# Provided passage
== == ==

Intuitive Eating

All posts tagged Intuitive Eating

The Fall Out of a Weight Loss Holiday

Published July 16, 2015 by Crystal

Four pounds heavier, full of food and drink that do not nourish.

It was a blow out.  But I think I am beyond the post diet binge.  It isn’t even about them any more.  I’m rebelling, I’m self sabotaging, I’m doing everything that leaves me feeling crap and guilty, but I am finding it hard to analyse why.  The thing is, I now know the benefits of eating more veg, drinking less alcohol, drinking more water.  I know that less bread for me means less bloating.  I feel the physical and mental benefits when I do these things.  But then something snaps, and I want all those foods that make me feel below par.

Is it some sort of punishment for myself?  Do I somehow feel I don’t deserve to have good health and happiness?  And feel that I need to make it harder for myself to achieve those goals?  Or do I self sabotage because I feel I never succeed, and if I don’t let myself succeed, then failure is the inevitable, and I’m used to that, and I won’t be disappointed?  Mad, backwards thinking, but somehow it feels like that is the issue at the moment.

I feel on the edge of depression again, not quite falling in, but dangerously close to that edge, and I am desperate to turn it around before it’s too late.  So today I am making better food choices for me, increasing the water, and avoiding the caffeine.  Tonight is outdoor fitness, and I will treat myself more kindly.

== == ==

# Study questions
A. According to the blog post about the weight loss holiday, how much weight did the writer gain?
B. Carry the blog post about the weight loss holiday forward from its final sentence.

== == ==

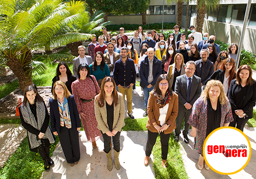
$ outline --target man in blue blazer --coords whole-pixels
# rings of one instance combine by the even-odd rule
[[[216,49],[216,51],[217,52],[217,55],[218,55],[220,53],[220,47],[219,45],[218,45],[218,44],[216,44],[214,43],[215,40],[216,38],[214,36],[210,36],[209,37],[209,43],[208,44],[206,44],[203,45],[202,49],[206,49],[208,47],[209,45],[213,44],[214,45],[214,46],[215,46],[215,48]]]

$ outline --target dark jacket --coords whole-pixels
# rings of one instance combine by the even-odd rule
[[[250,119],[253,117],[253,107],[255,106],[255,102],[256,101],[256,81],[254,81],[254,83],[252,86],[248,85],[248,89],[246,94],[236,94],[236,95],[235,95],[235,90],[238,85],[237,84],[236,79],[231,81],[229,90],[229,99],[231,106],[233,115],[235,110],[242,109],[244,113],[248,116],[248,117],[245,117],[246,118]],[[238,107],[235,102],[235,96],[238,95],[244,97],[244,101],[240,107]]]
[[[77,111],[76,103],[73,95],[67,98],[68,108],[70,115],[70,119],[71,120],[71,125],[72,128],[76,131],[77,127],[81,127],[81,122],[79,117],[79,114]],[[53,132],[57,131],[58,134],[60,133],[60,112],[59,111],[59,107],[57,100],[54,100],[53,98],[49,99],[49,104],[50,105],[50,114],[51,116],[51,127]]]
[[[134,61],[127,57],[125,66],[123,64],[122,57],[115,63],[114,66],[114,80],[117,86],[128,86],[131,83],[135,83],[136,71]]]
[[[155,82],[157,78],[162,74],[162,64],[161,61],[157,59],[155,56],[154,56],[153,65],[153,81],[150,83],[153,86],[155,85]],[[147,56],[140,63],[140,68],[139,69],[139,76],[140,81],[139,85],[144,88],[145,86],[149,85],[147,82],[148,75],[149,72],[149,64],[148,63],[148,57]]]
[[[202,59],[195,62],[196,69],[194,74],[201,78],[201,82],[204,85],[205,81],[214,72],[214,65],[212,62],[209,60],[204,63]]]

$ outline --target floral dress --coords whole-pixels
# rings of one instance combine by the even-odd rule
[[[77,79],[73,82],[71,88],[76,102],[78,113],[79,114],[82,113],[85,116],[85,119],[82,117],[81,118],[87,141],[93,142],[101,136],[101,131],[97,128],[98,123],[95,117],[94,101],[92,100],[84,103],[81,99],[94,99],[97,94],[99,93],[101,91],[95,77],[93,75],[91,76],[94,81],[89,77],[85,80]]]

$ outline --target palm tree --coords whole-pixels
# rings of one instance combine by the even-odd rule
[[[32,5],[24,9],[19,8],[20,2],[0,0],[0,61],[13,72],[24,91],[32,83],[31,50],[47,51],[91,36],[63,30],[81,18],[83,2],[27,0],[24,2]]]
[[[210,9],[216,9],[219,5],[220,0],[197,0],[197,16],[196,22],[196,30],[202,32],[204,20],[204,16],[206,10]]]

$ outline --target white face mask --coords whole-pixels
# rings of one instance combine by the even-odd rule
[[[127,48],[130,50],[131,48],[131,45],[127,45]]]
[[[169,54],[172,54],[174,53],[174,51],[172,50],[170,50],[168,51],[168,52],[169,53]]]

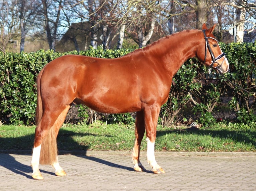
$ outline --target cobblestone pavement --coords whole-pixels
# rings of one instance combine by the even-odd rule
[[[148,171],[133,171],[131,154],[60,155],[60,164],[67,175],[57,177],[50,166],[40,165],[44,179],[35,180],[31,176],[30,155],[0,153],[0,190],[256,190],[255,153],[197,156],[197,153],[157,152],[157,161],[166,172],[162,174],[149,170],[144,152],[141,161]]]

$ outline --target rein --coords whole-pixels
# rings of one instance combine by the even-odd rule
[[[246,88],[246,89],[243,88],[242,88],[240,87],[240,86],[239,86],[236,84],[234,84],[234,83],[231,82],[230,80],[229,80],[227,78],[226,76],[225,76],[222,73],[222,72],[220,69],[220,67],[222,65],[222,64],[223,63],[223,62],[224,62],[224,60],[225,59],[223,60],[223,61],[222,61],[222,62],[221,63],[221,64],[220,65],[219,63],[216,62],[216,61],[217,61],[218,60],[220,59],[221,58],[224,56],[225,56],[225,53],[222,53],[219,56],[217,57],[217,58],[215,57],[214,55],[213,54],[213,51],[212,51],[212,49],[211,49],[211,47],[210,46],[210,45],[209,44],[209,41],[208,41],[208,40],[209,39],[212,39],[216,41],[217,43],[218,43],[219,41],[218,40],[217,40],[217,39],[215,39],[214,38],[213,38],[212,37],[207,37],[206,35],[205,34],[205,30],[202,30],[204,33],[204,35],[205,36],[205,61],[204,62],[204,64],[205,63],[205,61],[206,60],[207,54],[207,48],[208,48],[208,49],[209,50],[209,52],[210,53],[210,54],[211,55],[211,57],[212,57],[212,63],[211,65],[210,65],[210,66],[209,66],[209,67],[211,68],[214,68],[214,69],[216,70],[217,71],[218,71],[218,72],[219,72],[219,73],[220,74],[221,76],[221,77],[222,77],[223,78],[224,78],[224,79],[225,79],[225,80],[226,81],[228,81],[231,84],[237,88],[238,89],[240,90],[242,90],[243,91],[244,91],[245,92],[247,92],[247,93],[248,93],[249,94],[252,94],[254,96],[255,96],[255,94],[256,94],[256,92],[249,92],[249,91],[248,91],[247,90],[249,90],[250,89],[252,89],[252,88],[254,88],[256,87],[256,86],[254,86],[253,87],[249,88]],[[217,64],[218,64],[218,65],[216,66],[214,66],[214,64],[215,63],[217,63]],[[233,87],[232,87],[232,86],[229,84],[225,80],[224,81],[225,82],[225,83],[226,83],[230,87],[231,87],[231,88],[234,88]]]
[[[248,93],[248,94],[251,94],[253,95],[253,96],[255,96],[255,94],[256,94],[256,92],[250,92],[249,91],[248,91],[247,90],[249,90],[250,89],[252,89],[252,88],[254,88],[256,87],[256,86],[253,86],[252,87],[251,87],[251,88],[242,88],[240,87],[240,86],[239,86],[236,84],[235,84],[234,83],[231,82],[230,80],[229,80],[227,77],[225,76],[224,75],[222,74],[222,72],[221,72],[221,71],[219,70],[219,69],[218,69],[218,71],[219,72],[219,73],[221,75],[221,76],[223,78],[224,78],[225,79],[225,80],[224,80],[224,81],[225,82],[225,83],[226,83],[226,84],[230,86],[230,87],[231,87],[231,88],[234,88],[234,87],[232,86],[231,86],[230,85],[229,85],[229,84],[226,81],[227,81],[228,82],[229,82],[232,85],[236,87],[237,88],[238,90],[242,90],[242,91],[244,91],[244,92],[246,92]]]

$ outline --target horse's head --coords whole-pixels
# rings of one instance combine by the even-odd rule
[[[203,25],[202,35],[204,37],[204,43],[200,43],[202,46],[198,50],[197,56],[206,66],[219,72],[225,73],[229,70],[229,64],[220,47],[218,41],[212,34],[216,25],[208,29],[205,24]]]

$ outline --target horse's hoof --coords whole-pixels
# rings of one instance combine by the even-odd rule
[[[32,174],[32,178],[35,180],[42,180],[43,179],[43,177],[40,172]]]
[[[146,171],[146,169],[144,168],[144,166],[141,164],[138,165],[138,164],[134,165],[133,166],[133,169],[137,172],[145,172]]]
[[[63,176],[67,175],[67,173],[63,170],[60,170],[55,172],[55,174],[59,176]]]
[[[157,169],[152,168],[152,171],[155,174],[164,174],[165,173],[163,169],[160,166]]]

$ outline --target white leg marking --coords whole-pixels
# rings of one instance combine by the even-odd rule
[[[59,160],[58,157],[57,157],[57,162],[52,164],[52,167],[55,169],[55,174],[57,176],[65,176],[67,174],[66,172],[64,171],[59,165]]]
[[[37,147],[34,147],[33,149],[31,165],[33,172],[39,171],[39,160],[40,159],[41,146],[40,144]]]
[[[157,165],[155,158],[155,142],[151,142],[148,137],[146,139],[147,143],[147,160],[151,168],[155,167]]]

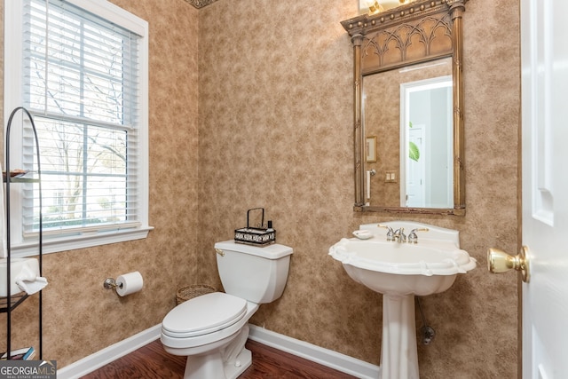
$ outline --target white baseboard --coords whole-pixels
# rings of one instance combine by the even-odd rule
[[[248,324],[250,333],[248,338],[267,346],[296,356],[312,360],[320,365],[334,368],[358,378],[376,379],[380,377],[381,368],[348,355],[324,349],[315,344],[296,340],[284,335],[274,333],[256,325]],[[254,358],[253,358],[254,359]]]
[[[347,355],[248,324],[248,337],[260,343],[361,379],[379,377],[380,367]],[[112,344],[57,371],[58,379],[75,379],[160,338],[162,324]]]
[[[75,379],[109,364],[160,338],[162,324],[158,324],[125,340],[117,342],[94,354],[57,370],[58,379]]]

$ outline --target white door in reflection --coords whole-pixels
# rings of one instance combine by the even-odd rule
[[[425,125],[414,125],[408,129],[408,154],[406,154],[406,207],[423,208],[426,178]],[[422,154],[422,159],[421,159]],[[401,192],[400,193],[404,193]]]
[[[454,206],[452,77],[400,84],[400,206]]]

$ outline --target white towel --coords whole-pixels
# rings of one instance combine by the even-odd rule
[[[47,286],[47,279],[37,276],[28,263],[24,264],[21,271],[18,273],[18,276],[16,276],[15,281],[18,287],[20,287],[20,289],[28,295],[33,295]]]

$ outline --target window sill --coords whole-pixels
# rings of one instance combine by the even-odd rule
[[[92,248],[94,246],[109,243],[126,242],[128,241],[143,240],[154,226],[145,226],[133,229],[124,229],[113,232],[83,233],[59,238],[43,238],[43,253],[57,253],[59,251],[75,250],[77,249]],[[14,244],[12,246],[12,257],[26,257],[37,256],[37,241]]]

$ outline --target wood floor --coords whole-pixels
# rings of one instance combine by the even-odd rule
[[[248,340],[252,365],[240,379],[348,379],[354,376]],[[168,379],[182,378],[185,357],[166,352],[156,340],[83,376],[83,379]],[[209,378],[203,378],[209,379]],[[211,378],[217,379],[217,378]]]

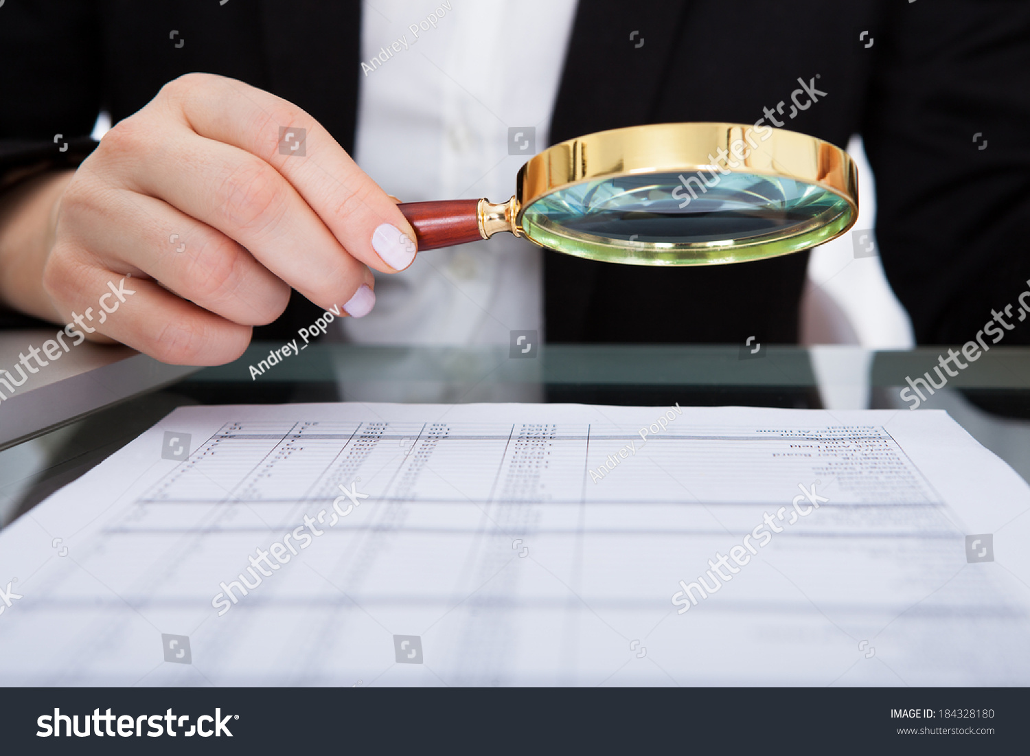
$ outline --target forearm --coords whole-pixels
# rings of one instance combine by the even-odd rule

== == ==

# Written responses
A. Four pounds.

B.
Having food issues is all consuming, and exhausting.  And it’s why I get so mad at the Fattist and Sizest tweeters who are dead set on fat shaming.  I don’t like myself too much right now, and it isn’t encouraging me to lose weight.  It’s led to a week of overeating simply because.  And it’s exhausting for not only me, but my husband. Not because I am hideous and too fat to have sex with, but because I am emotional and needy and lacking in the self confidence.

Time for some kindness once more.


Do people lose compassion when they lose weight?

Published May 31, 2015 by Crystal

I’ve spent a year in a state of flux.  Wanting to lose more weight, losing nothing.  And now it feels like the scales are falling from my eyes once more as I see, that for me, dieting does not provide the answers I hoped for.

But more than that.  I am tired of the hate filled criticism and body shaming that comes from “reformed fatties”.  You know the ones, the people who found a method that worked for them, and for whom strict regimes of diet and exercise have proved that all you need to do is “Eat Less and Move More!”  Or the experts who will tell you “I used to eat junk and now I don’t and all you need is a positive mind to get a positive body!”

The messages filter in.  They are easy to believe.  This time I will do it.  This time I will stick to a plan because here are examples of other people who have done it.  Clearly I just need will power and dedication.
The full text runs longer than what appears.